_Action item_: The listing needs restating word for word.

---------- Information provided ----------

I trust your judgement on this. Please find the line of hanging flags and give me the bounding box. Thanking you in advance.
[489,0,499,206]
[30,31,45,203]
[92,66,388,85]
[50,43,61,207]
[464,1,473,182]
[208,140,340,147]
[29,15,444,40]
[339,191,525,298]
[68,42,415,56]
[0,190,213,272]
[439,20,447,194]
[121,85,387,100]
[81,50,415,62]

----------

_Exercise result_:
I trust your judgement on this. Please find the line of hanging flags and give me the bounding box. Thanking you in advance.
[489,0,499,206]
[30,31,45,203]
[92,66,388,85]
[50,43,61,207]
[464,1,473,182]
[208,140,340,147]
[29,15,444,40]
[339,191,525,298]
[68,42,415,56]
[0,190,213,272]
[439,20,447,194]
[121,85,387,100]
[81,50,415,62]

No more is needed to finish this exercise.